Source data:
────

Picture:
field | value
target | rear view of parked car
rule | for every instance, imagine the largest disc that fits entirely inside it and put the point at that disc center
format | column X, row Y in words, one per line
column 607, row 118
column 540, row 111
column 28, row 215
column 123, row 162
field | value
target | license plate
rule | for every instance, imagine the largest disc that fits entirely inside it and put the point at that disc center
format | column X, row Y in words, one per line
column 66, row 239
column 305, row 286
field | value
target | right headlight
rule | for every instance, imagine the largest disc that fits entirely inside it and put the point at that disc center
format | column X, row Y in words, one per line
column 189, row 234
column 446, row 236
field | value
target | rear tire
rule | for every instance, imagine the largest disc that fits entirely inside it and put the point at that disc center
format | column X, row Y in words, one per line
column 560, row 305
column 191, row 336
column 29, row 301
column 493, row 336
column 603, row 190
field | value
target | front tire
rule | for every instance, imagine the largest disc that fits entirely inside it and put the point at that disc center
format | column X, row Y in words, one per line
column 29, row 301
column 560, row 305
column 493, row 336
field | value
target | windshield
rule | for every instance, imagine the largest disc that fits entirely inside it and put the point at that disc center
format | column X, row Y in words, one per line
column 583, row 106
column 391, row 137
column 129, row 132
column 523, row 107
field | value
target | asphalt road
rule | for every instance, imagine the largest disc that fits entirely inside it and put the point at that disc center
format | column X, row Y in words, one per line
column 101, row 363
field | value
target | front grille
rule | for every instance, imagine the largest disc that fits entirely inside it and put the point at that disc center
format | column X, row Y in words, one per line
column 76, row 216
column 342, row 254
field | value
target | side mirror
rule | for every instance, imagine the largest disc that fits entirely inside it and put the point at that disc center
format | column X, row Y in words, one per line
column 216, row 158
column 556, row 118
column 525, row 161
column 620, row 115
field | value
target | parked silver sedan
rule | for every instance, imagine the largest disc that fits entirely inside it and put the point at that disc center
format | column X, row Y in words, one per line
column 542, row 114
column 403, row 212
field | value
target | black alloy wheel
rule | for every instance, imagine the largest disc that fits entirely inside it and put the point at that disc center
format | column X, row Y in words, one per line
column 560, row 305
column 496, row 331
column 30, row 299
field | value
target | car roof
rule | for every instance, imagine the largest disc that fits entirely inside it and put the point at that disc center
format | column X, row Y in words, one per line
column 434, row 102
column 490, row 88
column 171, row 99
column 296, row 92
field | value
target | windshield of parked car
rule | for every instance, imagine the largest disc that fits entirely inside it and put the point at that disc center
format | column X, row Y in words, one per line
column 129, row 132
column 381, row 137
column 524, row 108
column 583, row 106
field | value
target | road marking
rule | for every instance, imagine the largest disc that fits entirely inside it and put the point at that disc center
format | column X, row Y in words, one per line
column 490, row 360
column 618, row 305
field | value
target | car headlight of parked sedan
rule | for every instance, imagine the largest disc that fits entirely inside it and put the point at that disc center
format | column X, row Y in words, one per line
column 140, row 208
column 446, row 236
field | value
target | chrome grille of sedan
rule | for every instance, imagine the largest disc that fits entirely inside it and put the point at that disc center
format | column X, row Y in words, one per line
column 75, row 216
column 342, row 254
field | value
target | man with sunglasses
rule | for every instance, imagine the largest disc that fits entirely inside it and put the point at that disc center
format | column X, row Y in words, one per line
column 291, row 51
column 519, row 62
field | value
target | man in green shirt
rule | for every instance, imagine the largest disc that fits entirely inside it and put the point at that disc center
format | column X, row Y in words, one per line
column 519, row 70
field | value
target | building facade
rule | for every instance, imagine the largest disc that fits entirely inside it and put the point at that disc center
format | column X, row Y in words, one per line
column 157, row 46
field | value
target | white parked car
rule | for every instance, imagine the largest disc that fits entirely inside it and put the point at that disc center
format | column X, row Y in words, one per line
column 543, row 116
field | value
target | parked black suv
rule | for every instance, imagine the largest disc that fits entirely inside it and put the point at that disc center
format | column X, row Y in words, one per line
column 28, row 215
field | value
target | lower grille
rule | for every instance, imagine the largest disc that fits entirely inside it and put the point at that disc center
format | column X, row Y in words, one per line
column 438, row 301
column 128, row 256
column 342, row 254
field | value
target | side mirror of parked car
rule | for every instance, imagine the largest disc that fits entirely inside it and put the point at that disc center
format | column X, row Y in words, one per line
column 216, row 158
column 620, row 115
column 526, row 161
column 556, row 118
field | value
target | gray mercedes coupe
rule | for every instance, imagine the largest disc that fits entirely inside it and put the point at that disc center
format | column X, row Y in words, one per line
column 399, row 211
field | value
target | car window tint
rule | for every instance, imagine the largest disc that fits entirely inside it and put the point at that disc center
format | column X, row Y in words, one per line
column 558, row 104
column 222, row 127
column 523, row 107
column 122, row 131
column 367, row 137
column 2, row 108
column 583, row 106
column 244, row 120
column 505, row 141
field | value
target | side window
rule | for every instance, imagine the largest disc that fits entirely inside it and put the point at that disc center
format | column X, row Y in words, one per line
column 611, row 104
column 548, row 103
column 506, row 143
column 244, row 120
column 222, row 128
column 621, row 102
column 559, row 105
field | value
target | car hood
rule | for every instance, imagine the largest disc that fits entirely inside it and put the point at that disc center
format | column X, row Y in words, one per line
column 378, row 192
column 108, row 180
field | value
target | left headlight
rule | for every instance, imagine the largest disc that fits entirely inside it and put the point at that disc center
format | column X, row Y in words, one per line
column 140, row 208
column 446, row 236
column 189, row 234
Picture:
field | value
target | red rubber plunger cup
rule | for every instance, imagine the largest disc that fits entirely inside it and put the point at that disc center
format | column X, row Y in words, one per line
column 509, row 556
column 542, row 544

────

Reproduce all of the rows above verbatim, in their original order.

**COMPLETE RESPONSE**
Picture:
field | value
target | rear view of parked car
rule | for every instance, imagine the largest disc that fits entirely inside it and put the point at that disc center
format | column X, row Y in words, one per line
column 607, row 118
column 540, row 111
column 28, row 215
column 123, row 162
field | value
target | license plate
rule | for every instance, imagine the largest disc that fits entirely inside it and put the point at that disc center
format | column X, row Y in words, one per line
column 66, row 239
column 305, row 286
field | value
target | right headlight
rule | for every instance, imagine the largest disc that fits entirely inside it and put the point at that disc center
format | column X, row Y in words, one per line
column 189, row 234
column 446, row 236
field | value
target | rear tire
rule | for every instance, imagine the largest disc that fits entirely inside it and put the point at that disc center
format | column X, row Y in words, one per line
column 560, row 305
column 191, row 336
column 29, row 301
column 493, row 336
column 603, row 190
field | value
target | front tire
rule | for every instance, imagine the largest disc that fits entirely inside it and put the point at that disc center
format | column X, row Y in words, one per line
column 29, row 301
column 560, row 305
column 493, row 336
field | value
target | windshield
rule | for every instance, imagine the largest disc that fits entirely inside it and put the point at that disc center
format | column X, row Y in words, one per line
column 583, row 106
column 391, row 137
column 129, row 132
column 523, row 107
field | value
target | asphalt road
rule | for every instance, imagine the largest disc that fits entirely inside it and put the point at that disc center
format | column X, row Y in words, one per line
column 101, row 363
field | value
target | front grille
rule | for every instance, imagine the largest disc that fits entirely inside it and put the point at that disc center
format | column X, row Y in words, one per line
column 76, row 216
column 342, row 254
field | value
target | side mirror
rule | for every instance, imagine the largest disc that fits entirely inside it and put the point at that disc center
format | column X, row Y in words, one per line
column 216, row 158
column 556, row 118
column 525, row 161
column 620, row 115
field | value
target | parked silver sedan
rule | for every instance, imagine the largest disc that fits entirely inside it and put the point at that disc center
format | column X, row Y in words, one per line
column 542, row 114
column 403, row 212
field | value
target | black alloy wheel
rule | for every instance, imagine the largest disc that fits entirely inside it and put the point at that disc center
format | column X, row Y in words, one per line
column 560, row 305
column 496, row 331
column 30, row 299
field | value
target | car roof
rule | for every instance, imagine the largest disc that fits entirely inside it and put the point at that disc center
format | column X, row Y in words, one per line
column 434, row 102
column 490, row 88
column 171, row 99
column 296, row 92
field | value
target | windshield of parked car
rule | for every instance, imagine the largest disc that fits entirely inside it and put the point at that disc center
format | column X, row Y in words, one per line
column 129, row 132
column 381, row 137
column 524, row 108
column 583, row 106
field | value
target | road marking
rule | for every instance, imagine the largest disc that fits entirely inside it and put the point at that disc center
format | column X, row Y in words, one per line
column 490, row 360
column 618, row 305
field | value
target | car headlight of parked sedan
rule | for every instance, imagine the largest disc that fits entirely inside it and put the point at that disc center
format | column X, row Y in words, one per line
column 140, row 208
column 446, row 236
field | value
target | chrome grille of sedan
rule | for every instance, imagine the largest disc that fits entirely inside it and put the point at that disc center
format | column X, row Y in words, one per line
column 75, row 216
column 342, row 254
field | value
target | man with sunglasses
rule | for every instance, imagine the largest disc that fits entirely inside it and put the point at that disc center
format | column X, row Y in words, one per line
column 291, row 51
column 519, row 62
field | value
target | man in green shirt
rule | for every instance, imagine the largest disc that fits entirely inside it and put the point at that disc center
format | column X, row Y in words, one per line
column 519, row 70
field | value
target | building facade
rule | for every instance, imagine the largest disc that fits entirely inside it and put the point at that disc center
format | column X, row Y in words, one per line
column 157, row 46
field | value
target | white parked car
rule | for every instance, imagine the largest disc that fits entirely inside it and put the point at that disc center
format | column X, row Y in words, one per line
column 543, row 116
field | value
target | parked black suv
rule | for every instance, imagine the largest disc that fits entirely inside it and put the point at that disc center
format | column X, row Y in words, one per line
column 28, row 215
field | value
target | lower grille
rule | for every instance, imagine the largest disc that fits entirely inside it and put the point at that disc center
format | column X, row Y in words, one per line
column 438, row 301
column 128, row 256
column 342, row 254
field | value
target | side mirror of parked car
rule | for every instance, imagine the largest disc that fits entirely inside it and put the point at that disc center
format | column X, row Y in words, one per line
column 216, row 158
column 620, row 115
column 526, row 161
column 556, row 118
field | value
target | gray mercedes coupe
rule | for every instance, imagine the largest disc that fits entirely inside it and put the point at that disc center
format | column X, row Y in words, one per line
column 399, row 211
field | value
target | car window tint
rule | for every instance, imagine the largest disc that fits entirely inside it and put the point at that disc center
format | column X, row Y in words, one per line
column 558, row 104
column 222, row 127
column 523, row 107
column 122, row 131
column 367, row 137
column 2, row 108
column 583, row 106
column 244, row 120
column 505, row 141
field | value
target | side window
rule | for every instance, imagine the largest disc that fits entirely inside it and put the point at that disc center
format | column X, row Y in words, one per line
column 611, row 104
column 548, row 103
column 506, row 143
column 244, row 120
column 222, row 128
column 621, row 102
column 559, row 105
field | value
target | car hood
rule | for every instance, imagine the largest disc that fits entirely inside it and put the point at that disc center
format | column X, row Y in words, one per line
column 378, row 192
column 108, row 180
field | value
target | left headlight
rule | for every instance, imagine the largest disc that fits entirely inside it and put the point at that disc center
format | column X, row Y in words, one per line
column 140, row 208
column 446, row 236
column 189, row 234
Picture:
field | value
target | red rubber plunger cup
rule | for every instance, imagine the largest disc that fits entirely inside it and put the point at that disc center
format | column X, row Y in words, one per line
column 509, row 556
column 542, row 544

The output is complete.